> [EXERCISE OBJECTIVE] Please set down the data word for word; images do not go in the copy.

________

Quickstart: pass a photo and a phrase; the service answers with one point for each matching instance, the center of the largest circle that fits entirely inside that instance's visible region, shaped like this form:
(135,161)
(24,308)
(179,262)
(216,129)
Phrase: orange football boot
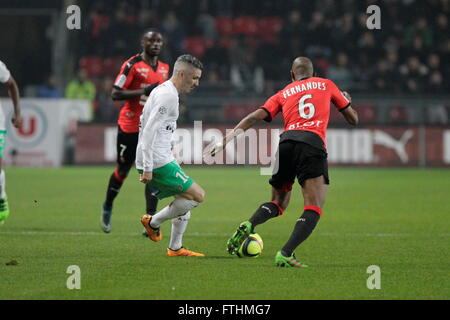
(153,234)
(183,252)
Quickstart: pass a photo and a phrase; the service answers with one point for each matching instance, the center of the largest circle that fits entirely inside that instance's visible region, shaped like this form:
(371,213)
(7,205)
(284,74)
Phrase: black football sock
(150,199)
(303,228)
(114,185)
(265,212)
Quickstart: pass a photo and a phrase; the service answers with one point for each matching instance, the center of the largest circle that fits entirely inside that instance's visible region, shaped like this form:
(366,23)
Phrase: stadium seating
(92,64)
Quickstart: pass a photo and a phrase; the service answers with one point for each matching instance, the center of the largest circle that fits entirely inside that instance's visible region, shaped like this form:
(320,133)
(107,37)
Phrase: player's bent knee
(200,196)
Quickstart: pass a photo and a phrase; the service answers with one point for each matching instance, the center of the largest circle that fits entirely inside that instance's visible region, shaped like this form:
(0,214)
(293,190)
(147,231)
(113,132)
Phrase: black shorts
(301,160)
(126,147)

________

> [RESULT OF THE EXERCISE]
Quickstart: pass a photo and a phrase; the service answers with one point for each matching instance, the center of the largest circle that fits entirely inside that instance's visible region, shaped like this form:
(135,161)
(24,308)
(179,262)
(216,129)
Phrase: orange football boot
(153,234)
(183,252)
Quickstart: pass a photo and a phrase; the service answers with one point for each matching instance, the center of the largest circle that fits entirely inside that instance's visible region, shaped like this form:
(371,213)
(7,205)
(284,74)
Phrase: black football sock
(150,199)
(303,228)
(114,185)
(265,212)
Quickstart: pass a photo and a phrase; the service answers with one point for each matching instance, the center of the largest circle that fits entirely inside that instance's visible region, shaped like this form:
(366,23)
Phrase: stadium seating
(92,64)
Quickstart: pass a photo and a phrase; the service answers with one point for each matching instance, the center of the largest circle that fits entirely inside that instance's visible region, shaped like this form:
(320,133)
(107,37)
Phrase: player's bent knee
(200,196)
Quickstart: pass a photo and a phrase; the service answers with one point for each matching instance, the center of the largest circle that fits entirely inside that instance's visible region, shaped like this form:
(0,214)
(293,190)
(147,231)
(113,132)
Phrase: black shorts
(301,160)
(126,147)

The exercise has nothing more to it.